- **Aim of the task**:
List every line in the listing below that contains the string "door", treating uppercase and lowercase as different.

- **Entries provided**:
•••
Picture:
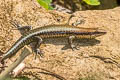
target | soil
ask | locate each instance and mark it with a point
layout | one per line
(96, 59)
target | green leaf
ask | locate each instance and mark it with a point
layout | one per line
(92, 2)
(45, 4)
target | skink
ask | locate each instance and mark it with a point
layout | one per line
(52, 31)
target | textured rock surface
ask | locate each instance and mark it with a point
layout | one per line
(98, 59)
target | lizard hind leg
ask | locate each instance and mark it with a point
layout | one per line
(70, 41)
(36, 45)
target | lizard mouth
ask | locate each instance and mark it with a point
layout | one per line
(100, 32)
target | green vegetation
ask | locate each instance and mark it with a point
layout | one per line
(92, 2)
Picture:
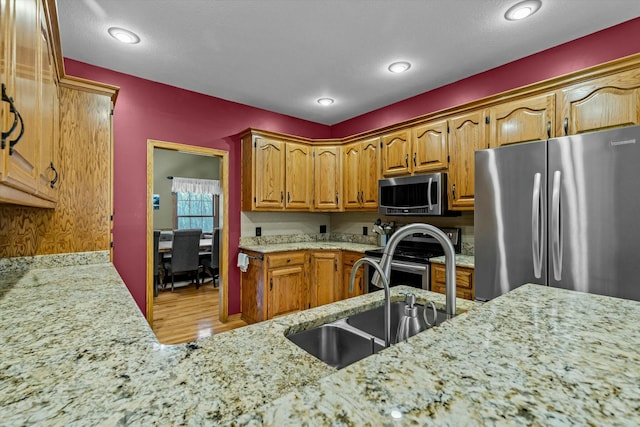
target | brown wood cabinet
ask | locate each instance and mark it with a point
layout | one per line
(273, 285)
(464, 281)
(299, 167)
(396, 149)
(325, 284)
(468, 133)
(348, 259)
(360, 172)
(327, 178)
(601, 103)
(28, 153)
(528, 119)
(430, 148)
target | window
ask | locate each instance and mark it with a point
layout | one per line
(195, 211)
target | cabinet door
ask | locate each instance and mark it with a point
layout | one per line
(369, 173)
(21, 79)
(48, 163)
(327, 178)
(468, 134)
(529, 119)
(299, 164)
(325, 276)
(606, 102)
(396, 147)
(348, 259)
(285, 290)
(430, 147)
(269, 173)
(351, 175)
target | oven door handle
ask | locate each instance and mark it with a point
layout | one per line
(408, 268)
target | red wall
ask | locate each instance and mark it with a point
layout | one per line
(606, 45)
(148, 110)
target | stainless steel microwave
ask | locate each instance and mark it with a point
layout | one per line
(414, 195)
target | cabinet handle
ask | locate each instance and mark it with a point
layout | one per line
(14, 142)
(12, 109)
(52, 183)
•••
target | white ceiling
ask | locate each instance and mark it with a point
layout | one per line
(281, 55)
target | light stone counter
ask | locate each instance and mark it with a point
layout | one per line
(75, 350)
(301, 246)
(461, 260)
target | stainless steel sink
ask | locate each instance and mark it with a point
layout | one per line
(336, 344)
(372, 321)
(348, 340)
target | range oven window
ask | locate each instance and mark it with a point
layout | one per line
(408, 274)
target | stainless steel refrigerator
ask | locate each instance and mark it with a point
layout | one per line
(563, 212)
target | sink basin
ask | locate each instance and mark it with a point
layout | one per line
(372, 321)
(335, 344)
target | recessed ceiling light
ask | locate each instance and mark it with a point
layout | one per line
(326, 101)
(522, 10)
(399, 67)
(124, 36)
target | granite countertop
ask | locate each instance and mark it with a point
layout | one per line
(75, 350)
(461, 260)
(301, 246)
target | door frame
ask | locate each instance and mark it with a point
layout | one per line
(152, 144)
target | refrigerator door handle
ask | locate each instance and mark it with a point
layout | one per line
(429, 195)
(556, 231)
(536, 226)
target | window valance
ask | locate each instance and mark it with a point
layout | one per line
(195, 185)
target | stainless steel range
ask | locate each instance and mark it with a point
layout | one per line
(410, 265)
•••
- **Result**:
target | cabinet door
target | oven door handle
target | door frame
target | refrigerator door handle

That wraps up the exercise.